Excerpts from a pointing dataset:

++++++

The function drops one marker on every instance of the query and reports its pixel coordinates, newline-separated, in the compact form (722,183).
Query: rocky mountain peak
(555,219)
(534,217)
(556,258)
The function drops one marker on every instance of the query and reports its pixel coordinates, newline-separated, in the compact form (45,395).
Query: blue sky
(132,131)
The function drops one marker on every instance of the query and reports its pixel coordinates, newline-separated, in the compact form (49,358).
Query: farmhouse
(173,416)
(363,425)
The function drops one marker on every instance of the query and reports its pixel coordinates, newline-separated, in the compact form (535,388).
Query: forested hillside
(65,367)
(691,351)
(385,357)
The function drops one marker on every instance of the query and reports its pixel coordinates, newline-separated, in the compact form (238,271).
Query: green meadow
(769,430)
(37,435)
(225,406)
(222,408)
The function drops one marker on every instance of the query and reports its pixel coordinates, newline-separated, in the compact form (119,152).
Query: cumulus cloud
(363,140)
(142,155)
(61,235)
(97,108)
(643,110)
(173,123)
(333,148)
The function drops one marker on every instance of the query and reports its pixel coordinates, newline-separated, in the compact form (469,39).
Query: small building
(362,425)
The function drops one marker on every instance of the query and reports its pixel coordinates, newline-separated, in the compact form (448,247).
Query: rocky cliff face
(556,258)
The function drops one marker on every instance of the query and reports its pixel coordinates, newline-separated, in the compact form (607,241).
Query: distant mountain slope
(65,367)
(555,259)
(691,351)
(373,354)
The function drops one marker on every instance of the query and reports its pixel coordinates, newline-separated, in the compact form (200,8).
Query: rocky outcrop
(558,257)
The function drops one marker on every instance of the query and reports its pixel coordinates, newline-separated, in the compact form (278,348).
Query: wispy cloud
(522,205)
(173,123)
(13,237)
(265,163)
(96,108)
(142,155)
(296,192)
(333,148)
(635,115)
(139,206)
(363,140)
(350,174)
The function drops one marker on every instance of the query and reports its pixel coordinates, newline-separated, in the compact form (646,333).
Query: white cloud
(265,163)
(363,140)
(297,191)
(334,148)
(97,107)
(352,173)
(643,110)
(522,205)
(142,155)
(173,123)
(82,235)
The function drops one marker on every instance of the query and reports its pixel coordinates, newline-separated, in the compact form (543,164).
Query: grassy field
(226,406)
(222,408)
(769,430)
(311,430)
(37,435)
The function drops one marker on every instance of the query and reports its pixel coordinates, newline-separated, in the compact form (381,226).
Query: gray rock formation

++++++

Render the entries above as a JSON list of strings, with one string per line and no blank lines.

[
  "The function drops one marker on every instance of the query and reports its pixel coordinates, newline-separated, in the compact form (722,183).",
  "Query: rocky mountain peak",
  "(555,219)",
  "(534,217)",
  "(556,258)",
  "The function drops one marker on every instance of the query and reports its pixel coordinates, newline-separated, in the compact form (45,395).",
  "Query: blue sky",
  "(132,131)",
  "The function drops one marker on every instance of the query and reports its pixel coordinates, newline-separated, in the compact form (49,358).",
  "Query: farmhouse",
  "(173,416)",
  "(363,425)",
  "The function drops one marker on every instance of the query and reports its pixel coordinates, newline-separated, in the compact form (535,388).",
  "Query: forested hillside",
  "(65,367)",
  "(691,351)",
  "(385,357)",
  "The function drops one marker on every instance of the query and reports its pixel coordinates, newline-separated, in the compact form (238,271).",
  "Query: green meadow",
  "(769,430)",
  "(37,435)",
  "(225,406)",
  "(222,408)",
  "The function drops one marker on every instance of the query and reports its pixel coordinates, newline-separated, in the compact form (119,152).",
  "Query: cumulus cloud",
  "(363,140)",
  "(142,155)",
  "(61,235)",
  "(97,108)",
  "(643,110)",
  "(173,123)",
  "(333,148)",
  "The function drops one marker on every instance of the query and reports its pixel coordinates, newline-separated, in the compact form (469,39).",
  "Query: small building",
  "(362,425)",
  "The function drops one marker on every instance of the query and reports its pixel coordinates, newline-separated, in the compact form (448,247).",
  "Query: rocky cliff face",
  "(556,258)",
  "The function drops one marker on every instance of the query and reports its pixel coordinates, newline-separated, in the compact form (607,241).",
  "Query: distant mountain slope",
  "(65,367)",
  "(555,259)",
  "(691,351)",
  "(373,354)",
  "The function drops one marker on every instance of the query and reports its pixel coordinates, newline-separated, in the compact form (200,8).",
  "Query: rocky outcrop",
  "(558,257)",
  "The function drops one marker on every instance of the query and reports its pixel coordinates, newline-separated, in the compact form (278,348).",
  "Query: wispy cloud",
  "(522,205)",
  "(173,123)",
  "(13,237)",
  "(265,163)",
  "(96,108)",
  "(142,155)",
  "(296,192)",
  "(333,148)",
  "(635,115)",
  "(139,206)",
  "(363,140)",
  "(350,174)",
  "The function drops one marker on every instance of the query and reports its pixel coordinates, newline-separated, in the compact form (646,333).",
  "Query: white cloud",
  "(265,163)",
  "(363,140)",
  "(297,191)",
  "(334,148)",
  "(97,107)",
  "(352,173)",
  "(643,110)",
  "(522,205)",
  "(142,155)",
  "(173,123)",
  "(82,235)",
  "The function drops one marker on every instance of the query and reports its pixel coordinates, newline-separated, in the compact form (543,164).",
  "Query: grassy field",
  "(226,406)",
  "(222,408)",
  "(769,430)",
  "(311,430)",
  "(37,435)",
  "The function drops one marker on every instance of the query and reports its pixel coordinates, newline-separated, in the compact form (381,226).",
  "Query: gray rock formation"
]